Would you set down each line of the data below exactly?

[Start of section]

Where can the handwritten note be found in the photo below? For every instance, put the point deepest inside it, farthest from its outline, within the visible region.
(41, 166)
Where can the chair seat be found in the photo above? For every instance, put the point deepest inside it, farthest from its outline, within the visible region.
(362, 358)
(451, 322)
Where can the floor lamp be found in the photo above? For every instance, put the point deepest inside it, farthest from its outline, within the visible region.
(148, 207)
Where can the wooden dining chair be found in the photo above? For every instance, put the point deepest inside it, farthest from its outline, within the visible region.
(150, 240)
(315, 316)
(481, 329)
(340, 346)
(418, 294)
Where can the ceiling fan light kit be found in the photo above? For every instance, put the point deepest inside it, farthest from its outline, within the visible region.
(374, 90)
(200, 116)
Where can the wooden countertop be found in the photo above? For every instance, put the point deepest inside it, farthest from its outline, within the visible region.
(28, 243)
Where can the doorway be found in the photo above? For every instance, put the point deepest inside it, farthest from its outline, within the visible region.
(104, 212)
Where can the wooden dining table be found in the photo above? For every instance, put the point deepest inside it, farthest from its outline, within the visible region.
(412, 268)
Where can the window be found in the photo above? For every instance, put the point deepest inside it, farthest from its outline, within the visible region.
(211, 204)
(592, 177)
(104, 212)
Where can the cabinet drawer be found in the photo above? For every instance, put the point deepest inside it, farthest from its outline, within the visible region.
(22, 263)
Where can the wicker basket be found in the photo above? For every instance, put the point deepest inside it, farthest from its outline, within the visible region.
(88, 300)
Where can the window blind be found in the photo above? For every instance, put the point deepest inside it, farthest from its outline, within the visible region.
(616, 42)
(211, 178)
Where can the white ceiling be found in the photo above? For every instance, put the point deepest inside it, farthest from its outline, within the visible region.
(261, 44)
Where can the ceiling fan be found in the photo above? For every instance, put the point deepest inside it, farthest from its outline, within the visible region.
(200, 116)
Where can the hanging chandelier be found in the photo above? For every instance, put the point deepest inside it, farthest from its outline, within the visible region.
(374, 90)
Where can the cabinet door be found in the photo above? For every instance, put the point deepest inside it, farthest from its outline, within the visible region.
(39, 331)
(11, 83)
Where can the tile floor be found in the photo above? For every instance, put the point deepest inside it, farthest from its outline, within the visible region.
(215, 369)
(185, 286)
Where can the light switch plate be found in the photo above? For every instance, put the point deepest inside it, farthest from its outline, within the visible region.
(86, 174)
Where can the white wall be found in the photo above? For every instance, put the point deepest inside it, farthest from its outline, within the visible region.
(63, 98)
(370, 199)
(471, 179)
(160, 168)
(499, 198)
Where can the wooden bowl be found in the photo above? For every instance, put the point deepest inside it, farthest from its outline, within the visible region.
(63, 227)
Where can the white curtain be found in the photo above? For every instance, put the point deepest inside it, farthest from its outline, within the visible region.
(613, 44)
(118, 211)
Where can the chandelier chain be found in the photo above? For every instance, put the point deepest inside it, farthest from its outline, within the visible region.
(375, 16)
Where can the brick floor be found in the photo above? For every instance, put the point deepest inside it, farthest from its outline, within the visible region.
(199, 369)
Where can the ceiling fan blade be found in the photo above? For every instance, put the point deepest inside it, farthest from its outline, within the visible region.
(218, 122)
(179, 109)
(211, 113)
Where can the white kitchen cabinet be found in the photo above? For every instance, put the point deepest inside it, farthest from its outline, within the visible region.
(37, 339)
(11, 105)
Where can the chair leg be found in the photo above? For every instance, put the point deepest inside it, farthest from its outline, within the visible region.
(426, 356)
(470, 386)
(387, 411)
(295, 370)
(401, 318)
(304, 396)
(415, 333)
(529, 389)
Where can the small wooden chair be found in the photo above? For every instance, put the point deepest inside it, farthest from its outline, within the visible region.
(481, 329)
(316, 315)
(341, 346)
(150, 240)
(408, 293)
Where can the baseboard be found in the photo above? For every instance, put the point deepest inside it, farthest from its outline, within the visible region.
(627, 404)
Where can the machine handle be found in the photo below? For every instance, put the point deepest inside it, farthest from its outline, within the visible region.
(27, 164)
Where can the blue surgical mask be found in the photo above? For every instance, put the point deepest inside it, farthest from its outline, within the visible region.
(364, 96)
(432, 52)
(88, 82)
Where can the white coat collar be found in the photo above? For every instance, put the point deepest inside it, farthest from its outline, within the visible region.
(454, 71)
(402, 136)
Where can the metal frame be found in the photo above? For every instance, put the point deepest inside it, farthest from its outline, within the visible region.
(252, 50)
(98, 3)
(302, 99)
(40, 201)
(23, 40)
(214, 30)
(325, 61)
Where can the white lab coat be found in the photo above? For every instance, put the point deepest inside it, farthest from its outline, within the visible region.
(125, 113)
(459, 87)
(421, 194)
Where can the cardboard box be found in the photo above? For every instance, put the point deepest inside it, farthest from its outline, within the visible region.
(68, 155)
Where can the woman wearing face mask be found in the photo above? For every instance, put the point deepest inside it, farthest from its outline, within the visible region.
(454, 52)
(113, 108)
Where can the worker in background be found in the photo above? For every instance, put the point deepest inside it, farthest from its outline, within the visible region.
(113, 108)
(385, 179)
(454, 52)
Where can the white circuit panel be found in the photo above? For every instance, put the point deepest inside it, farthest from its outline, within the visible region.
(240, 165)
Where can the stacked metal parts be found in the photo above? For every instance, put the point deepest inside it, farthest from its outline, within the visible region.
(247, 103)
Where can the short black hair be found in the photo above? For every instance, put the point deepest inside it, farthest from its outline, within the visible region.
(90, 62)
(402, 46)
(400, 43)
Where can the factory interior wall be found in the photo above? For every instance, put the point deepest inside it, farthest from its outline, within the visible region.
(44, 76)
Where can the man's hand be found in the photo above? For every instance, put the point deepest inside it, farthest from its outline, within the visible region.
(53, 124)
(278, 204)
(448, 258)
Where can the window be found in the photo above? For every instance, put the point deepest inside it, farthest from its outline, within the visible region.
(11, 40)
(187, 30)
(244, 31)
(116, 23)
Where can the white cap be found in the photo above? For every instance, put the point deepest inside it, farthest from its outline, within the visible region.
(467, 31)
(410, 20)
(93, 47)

[End of section]

WRITTEN ANSWER:
Where can the handwritten note be found in the photo below? For every instance, put the point deepest inside it, farthest from its outline, within the visible region.
(41, 166)
Where can the chair seat be found in the photo above? For every instance, put the point deepest inside it, farthest from its outline, within the visible region.
(362, 358)
(451, 322)
Where can the floor lamp be found in the photo above? For every instance, put the point deepest inside it, farthest from its outline, within the visible region.
(148, 207)
Where can the wooden dining chair be found in the photo above? For every instance, put the point deepest inside it, farthest from its outline, within the visible region.
(150, 240)
(315, 316)
(481, 329)
(340, 346)
(418, 294)
Where can the ceiling fan light kit be found in the photo above? For every instance, put the point deepest inside it, farthest from its outline, within the visible region.
(374, 90)
(200, 116)
Where can the wooden countertop be found in the photo above? For every instance, put the point deepest inside it, farthest from its outline, within the visible region.
(28, 243)
Where can the doorway be found in the photo above? For every instance, put the point deepest inside it, farthest from its outline, within the visible region.
(104, 212)
Where can the wooden dining table be found in the photo above? For every instance, put the point deepest inside it, farthest from its outline, within the visible region.
(412, 268)
Where can the window be found in the photo above? For every instance, put the point deepest inside it, farthest from its outline, within the visible region.
(211, 204)
(592, 177)
(104, 212)
Where can the cabinet drawer be found in the photo above? For every instance, put the point deepest inside it, farthest from its outline, within the visible region.
(22, 263)
Where can the wicker basket be found in the photo above? For every instance, put the point deepest inside it, farthest from its outline, within the visible region.
(88, 300)
Where can the window blind be found in the photo above? For every instance, put the point deepest inside it, farthest from its outline, within the visible region.
(616, 42)
(211, 178)
Where can the white ceiling be found in the photo above? For every instance, put the point deepest inside it, farthest from its outline, within the visible region.
(261, 44)
Where can the ceiling fan be found in the photo above? For every instance, put the point deepest inside it, farthest from its outline, within the visible region.
(200, 116)
Where can the hanging chandelier be found in the photo above? For every instance, put the point deepest inside it, farthest from its outline, within the visible region.
(374, 90)
Where can the cabinet door be found in the photo above? For every instance, put the point deepest inside it, farthest from its outline, within the visible region.
(39, 331)
(11, 83)
Where can the tile floor be found in the photo above? For every instance, put the point deepest inside it, farthest from its outline, within the visible region.
(215, 369)
(185, 286)
Where can the light switch plate be found in the photo above? For every instance, put the point deepest inside it, farthest from its outline, within the visible region.
(86, 174)
Where can the white wall be found in the photo above? For every instance, put the point deepest inside it, farthest from its outline, within the visible region.
(63, 98)
(370, 199)
(471, 179)
(160, 168)
(499, 198)
Where can the wooden bowl be found in the photo above? For every instance, put the point deepest inside it, farthest from its outline, within the visible region.
(63, 227)
Where can the white curtain be found in the photo above? For every instance, put the point deepest inside it, farthest from its outline, within the visible region.
(613, 44)
(118, 211)
Where can the chandelier chain be found in the photo above? For every instance, put the point deepest inside it, farthest from its outline, within the visible region.
(375, 16)
Where can the brick floor be found in the photo above? For every instance, put the point deepest inside it, farthest from its outline, within the visible region.
(199, 369)
Where can the ceiling fan blade be found in the photo above? For every instance, put the point deepest inside it, farthest from its outline, within the visible region.
(218, 122)
(179, 109)
(211, 113)
Where can the white kitchen cabinet be found in the photo above? For every instance, put the point deepest inside it, farthest from its outline, within the visible region.
(37, 339)
(11, 105)
Where can the chair leg be found in the photo above? For every instance, put the point deepest inside it, farthest from its outline, within the visible region.
(426, 356)
(470, 386)
(387, 411)
(295, 370)
(401, 318)
(304, 396)
(415, 333)
(529, 389)
Where can the small wooden chair be found in the photo above? For every instance, put the point deepest inside it, farthest from its outline, within the visible region.
(481, 329)
(316, 315)
(341, 346)
(150, 240)
(408, 293)
Where can the baseboard be found in the photo above? For every instance, put the point deepest inside it, farthest from its outline, within the visible region.
(627, 404)
Where can the machine handle be found in the photo below? For every instance, put the point deepest inside it, farthest from its outline, within the visible region.
(27, 164)
Where can the blue surgical mask be found in the photo above? For every instance, put the point deepest inside it, farthest from its outline, within the visible region.
(364, 96)
(432, 52)
(88, 82)
Where can the white coat collar be found in the photo above? For every instance, put the point deepest inside it, farthest from its outline, within the visible region.
(454, 71)
(402, 136)
Where can the metal frame be found in the photo above? For every instance, put the point deepest inside it, farthest from its outline, within the visible region.
(252, 50)
(98, 3)
(302, 99)
(40, 201)
(23, 40)
(214, 30)
(325, 61)
Where can the white lab coat be found in the photo above? For every instance, put the point deepest inside it, farthest from its outline, within the visible region.
(125, 113)
(459, 87)
(421, 194)
Where can the cardboard box be found in the photo above? For every instance, put the point deepest inside it, farthest from its outline, within the visible region.
(68, 155)
Where can the woman wearing face mask be found in the photo above? For every instance, put the point deepest inside it, farthest from its outline, within the visible region.
(454, 52)
(113, 108)
Where can the worker in background be found in the photo above? For every instance, put the point deepest inside it, farthest from its outline, within the visible region.
(113, 108)
(385, 179)
(454, 52)
Where can the white circuit panel be found in the photo above? For every instance, put the point deepest inside it, farthest from its outline, within the visible region.
(240, 165)
Where can the stacked metal parts be found in the photo above? For every instance, put the point deepest inside it, farthest from its outline, within the visible region.
(247, 103)
Where can the short black hair be found in the photo above? For every instance, put the point deepest inside it, farthest from its outline, within the visible region.
(90, 62)
(402, 46)
(400, 43)
Where can the factory interior wall be found in the photo above? For every instance, put the point deepest inside it, farthest from its outline, within the visible region.
(44, 76)
Where can the man's hand be found in the photo above? For every instance, put the point deepest inside it, farthest from its outline, within the visible region.
(53, 124)
(278, 204)
(448, 258)
Where can the window be found in the photo above? For every instance, put the point deepest inside it, farthest from its outline, within the visible region.
(11, 40)
(187, 30)
(244, 31)
(116, 23)
Where can the white cap be found in the photo above? For every instance, put the point deepest inside it, farthest from its outline, within the visible region.
(467, 31)
(410, 20)
(93, 47)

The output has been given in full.